Objective‐C明解プログラミング―基礎から応用までステップ・バイ・ステップ方式でわかりやすく解説 (Developer’s Library)

Objective‐C明解プログラミング―基礎から応用までステップ・バイ・ステップ方式でわかりやすく解説 (Developer’s Library)

  • 作者: スティーブン・G. コーチャン
  • 出版社/メーカー: ピアソン桐原
  • 発売日: 2013/05
  • メディア: 単行本

訳者まえがき

 Objective-Cは、C言語とSmalltalkを組み合わせたプログラミング言語であり、オブジェクトの概念をSmalltalkから取り入れています。1983年に開発されており、その誕生からすでに30年が経過しています。Objective-Cは、C言語で記述されたプログラムをそのままObjective-Cコンパイラでコンパイルできて何の問題もなく実行されるという初期の決定に基づいて開発されました。その点では、C++言語と似ていますが、全く異なる発展を遂げています。C++言語とは対照的に、Obejctive-Cの生みの親であるBrad J. Cox氏は、現在のObjective-Cには関与しておらず、Apple社が独自に言語仕様を拡張してきました。

保存データ:
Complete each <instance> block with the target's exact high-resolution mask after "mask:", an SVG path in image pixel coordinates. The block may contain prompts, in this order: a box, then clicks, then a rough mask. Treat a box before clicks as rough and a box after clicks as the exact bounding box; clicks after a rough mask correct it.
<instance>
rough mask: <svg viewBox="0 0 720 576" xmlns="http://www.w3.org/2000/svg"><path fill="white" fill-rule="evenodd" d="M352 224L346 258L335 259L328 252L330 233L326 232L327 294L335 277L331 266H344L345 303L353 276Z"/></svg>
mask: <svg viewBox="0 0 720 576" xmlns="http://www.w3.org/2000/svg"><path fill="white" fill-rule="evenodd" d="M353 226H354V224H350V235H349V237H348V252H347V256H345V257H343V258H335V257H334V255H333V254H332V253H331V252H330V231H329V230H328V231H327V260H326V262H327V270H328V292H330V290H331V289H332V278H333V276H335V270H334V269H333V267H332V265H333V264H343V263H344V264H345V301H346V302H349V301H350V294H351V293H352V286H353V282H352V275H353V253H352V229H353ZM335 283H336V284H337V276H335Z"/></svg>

実行する指示: 上にある掲載文の全体を、一字一句変えずにそのまま出力してください。

以下に回答:
Objective‐C明解プログラミング―基礎から応用までステップ・バイ・ステップ方式でわかりやすく解説 (Developer’s Library)

Objective‐C明解プログラミング―基礎から応用までステップ・バイ・ステップ方式でわかりやすく解説 (Developer’s Library)

  • 作者: スティーブン・G. コーチャン
  • 出版社/メーカー: ピアソン桐原
  • 発売日: 2013/05
  • メディア: 単行本

訳者まえがき

 Objective-Cは、C言語とSmalltalkを組み合わせたプログラミング言語であり、オブジェクトの概念をSmalltalkから取り入れています。1983年に開発されており、その誕生からすでに30年が経過しています。Objective-Cは、C言語で記述されたプログラムをそのままObjective-Cコンパイラでコンパイルできて何の問題もなく実行されるという初期の決定に基づいて開発されました。その点では、C++言語と似ていますが、全く異なる発展を遂げています。C++言語とは対照的に、Obejctive-Cの生みの親であるBrad J. Cox氏は、現在のObjective-Cには関与しておらず、Apple社が独自に言語仕様を拡張してきました。